## Text excerpt:

"""

= Lamin Fofana =

Lamin Fofana is an electronic music producer, DJ, and artist. Fofana grew up in Sierra Leone and Guinea before moving to the United States when he was a teenager.

With a repertoire consisting of instrumental electronic, experimental, ambient and techno music, Fofana explores themes of displacement, identity and immigration, drawing inspiration from his own life and the migrant experience at large. Fofana spent most of his early childhood in Freetown, Sierra Leone until the civil war of the 1990s forced his family to flee to Guinea. When he was just a teenager, his family relocated once more to the United States where he split his time between Harlem, New York and Alexandria, Virginia. This move to the west and its inherent unfamiliarities shaped his understanding of the world at an impressionable age, pushing him to explore more experimental forms of artistic expression to give voice to his experiences and those of people like him. The artist's eclectic music is also greatly influenced by the diverse musical styles he was exposed to as he moved from one location to the next.

He began producing music at the age of 16 years and progressed to DJing a few years later. His debut EP, What Elijah Said, was released in 2010, while his music label, Sci-Fi & Fantasy, was founded in 2012. Sci-Fi & Fantasy is known for representing Berlin based artist Lotic and New York City based artists Max McFerren and Lou DiBenedetto's Headlock project. Fofana has released a series of albums and has exhibited artistic installations and debuted performances of original compositions at various events including WITNESS at the 57th Venice Biennale, Italy (2017), Refracted Gazes/Fugitive Dreams at Akademie Schloss Solitude, Stuttgart, Germany (2019), BLUES at Mishkin Gallery at Baruch College, The City University of New York (2020), Life and Death by Water for the Liverpool Biennial 2021 at Lewis's Building, Liverpool, England, a call to disorder at Haus der Kunst, Munich, Germany (2021), and the Preis der Nationalgalerie group exhibition at Hamburger Bahnhof, Berlin, Germany (2021). His releases include Black Metamorphosis, Darkwater, and Blues (an album trilogy).

"""

Data extracted from a collection
"""

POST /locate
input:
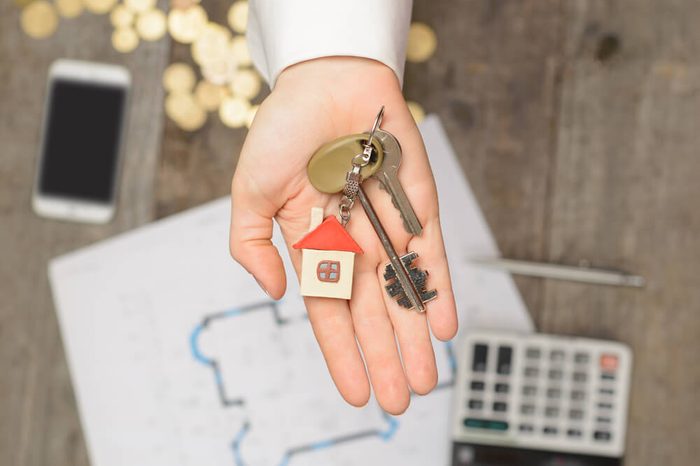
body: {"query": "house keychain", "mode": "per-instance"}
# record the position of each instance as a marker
(328, 249)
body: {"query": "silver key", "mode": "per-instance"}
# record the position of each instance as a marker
(409, 286)
(389, 179)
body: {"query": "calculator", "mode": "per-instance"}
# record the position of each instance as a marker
(536, 400)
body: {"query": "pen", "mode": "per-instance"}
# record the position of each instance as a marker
(563, 272)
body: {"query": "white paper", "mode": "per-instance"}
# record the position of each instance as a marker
(178, 358)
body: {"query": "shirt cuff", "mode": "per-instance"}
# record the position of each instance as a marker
(284, 32)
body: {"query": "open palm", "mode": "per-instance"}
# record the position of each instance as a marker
(313, 103)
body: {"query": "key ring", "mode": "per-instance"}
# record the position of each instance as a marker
(367, 152)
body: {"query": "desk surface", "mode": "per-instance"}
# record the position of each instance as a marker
(575, 122)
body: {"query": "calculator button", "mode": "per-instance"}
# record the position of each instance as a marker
(526, 428)
(557, 356)
(500, 406)
(505, 354)
(485, 424)
(502, 388)
(475, 404)
(527, 409)
(529, 390)
(608, 362)
(477, 386)
(480, 356)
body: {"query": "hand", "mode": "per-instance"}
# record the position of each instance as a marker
(315, 102)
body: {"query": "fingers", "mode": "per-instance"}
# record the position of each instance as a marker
(442, 311)
(250, 240)
(333, 327)
(376, 336)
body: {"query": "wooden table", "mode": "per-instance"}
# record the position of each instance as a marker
(577, 123)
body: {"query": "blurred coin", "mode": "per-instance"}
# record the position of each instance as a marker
(250, 116)
(121, 17)
(39, 19)
(239, 49)
(220, 70)
(184, 110)
(125, 39)
(246, 84)
(209, 96)
(69, 8)
(99, 7)
(212, 45)
(186, 25)
(151, 25)
(421, 43)
(238, 16)
(179, 78)
(140, 6)
(416, 111)
(234, 111)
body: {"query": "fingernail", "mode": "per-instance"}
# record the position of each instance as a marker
(262, 287)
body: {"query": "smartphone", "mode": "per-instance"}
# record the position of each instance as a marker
(81, 141)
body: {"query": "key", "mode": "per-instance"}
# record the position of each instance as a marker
(387, 174)
(409, 286)
(331, 162)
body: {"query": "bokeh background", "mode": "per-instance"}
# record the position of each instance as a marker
(576, 122)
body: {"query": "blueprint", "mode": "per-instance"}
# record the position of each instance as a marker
(177, 358)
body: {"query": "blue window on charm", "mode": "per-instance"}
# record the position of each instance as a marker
(328, 271)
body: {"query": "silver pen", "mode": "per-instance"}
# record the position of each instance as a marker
(562, 272)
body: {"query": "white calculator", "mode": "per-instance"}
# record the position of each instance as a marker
(536, 400)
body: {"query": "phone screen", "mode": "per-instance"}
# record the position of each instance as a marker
(82, 139)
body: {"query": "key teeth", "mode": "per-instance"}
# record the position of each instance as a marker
(418, 277)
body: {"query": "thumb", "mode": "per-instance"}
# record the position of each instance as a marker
(250, 240)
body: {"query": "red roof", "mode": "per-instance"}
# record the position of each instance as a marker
(329, 236)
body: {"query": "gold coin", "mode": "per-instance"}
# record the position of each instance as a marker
(99, 7)
(184, 110)
(179, 78)
(251, 115)
(209, 96)
(238, 16)
(121, 17)
(234, 111)
(39, 19)
(125, 39)
(246, 84)
(416, 111)
(422, 43)
(151, 25)
(69, 8)
(140, 6)
(187, 25)
(239, 49)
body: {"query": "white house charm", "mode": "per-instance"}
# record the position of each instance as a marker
(328, 258)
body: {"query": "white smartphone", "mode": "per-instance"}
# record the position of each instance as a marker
(81, 141)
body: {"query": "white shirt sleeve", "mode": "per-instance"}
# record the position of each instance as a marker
(284, 32)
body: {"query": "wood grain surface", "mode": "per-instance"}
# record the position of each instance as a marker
(576, 122)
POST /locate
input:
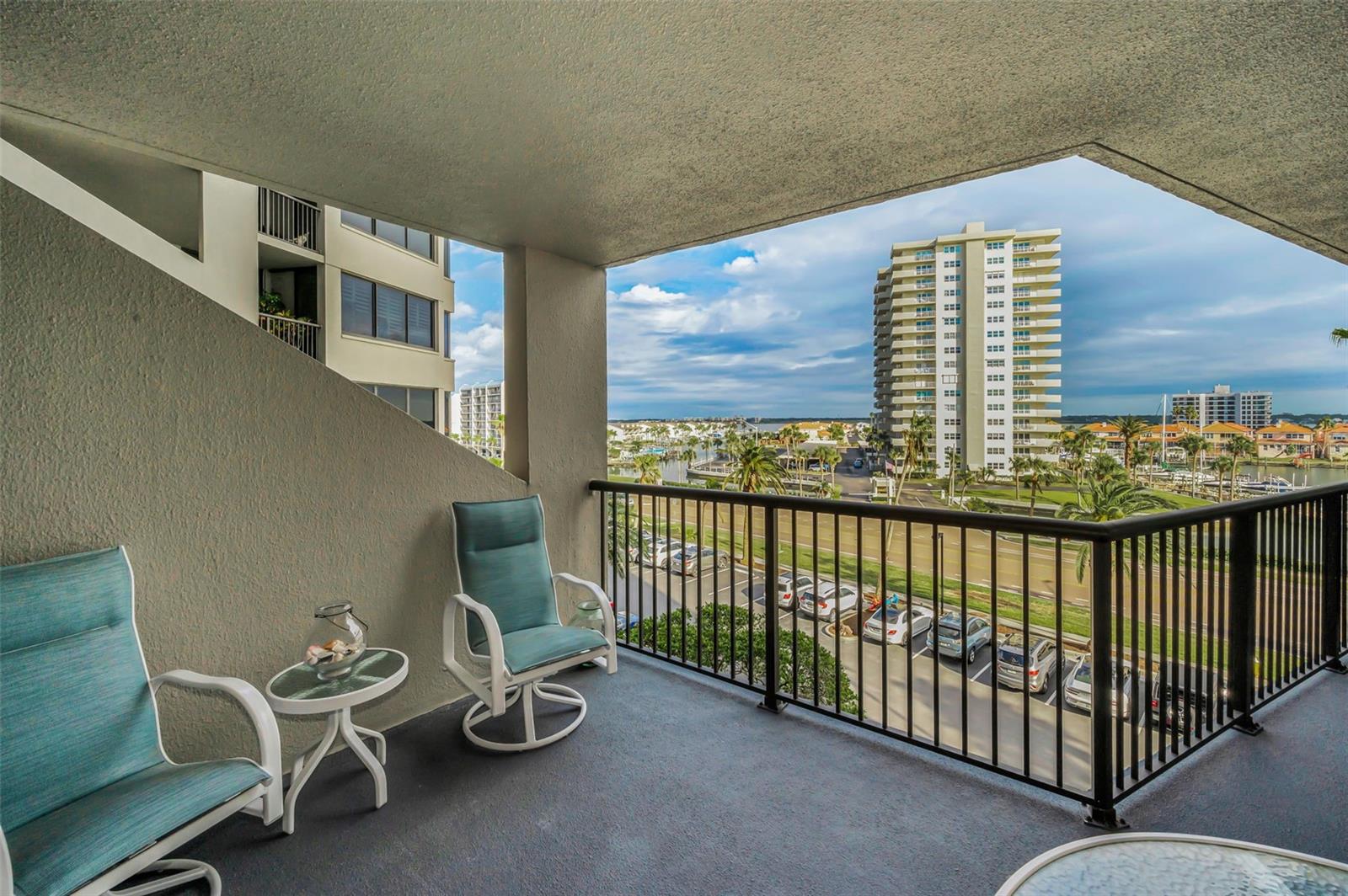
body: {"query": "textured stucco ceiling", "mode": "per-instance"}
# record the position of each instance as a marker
(607, 132)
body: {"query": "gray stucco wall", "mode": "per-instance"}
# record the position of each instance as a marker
(249, 483)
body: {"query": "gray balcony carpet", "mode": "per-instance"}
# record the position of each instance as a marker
(678, 785)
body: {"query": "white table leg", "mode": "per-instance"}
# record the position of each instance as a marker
(303, 770)
(357, 747)
(381, 749)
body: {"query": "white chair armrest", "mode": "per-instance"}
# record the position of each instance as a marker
(6, 869)
(495, 650)
(610, 620)
(260, 714)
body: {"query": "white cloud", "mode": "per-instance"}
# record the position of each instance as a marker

"""

## Problem description:
Repeat the passage from the text about Lamin Fofana, starting with "Lamin Fofana is" and going on through "was a teenager.". The listing is separate material, unrelated to the text about Lamin Fofana.

## Exercise solution:
Lamin Fofana is an electronic music producer, DJ, and artist. Fofana grew up in Sierra Leone and Guinea before moving to the United States when he was a teenager.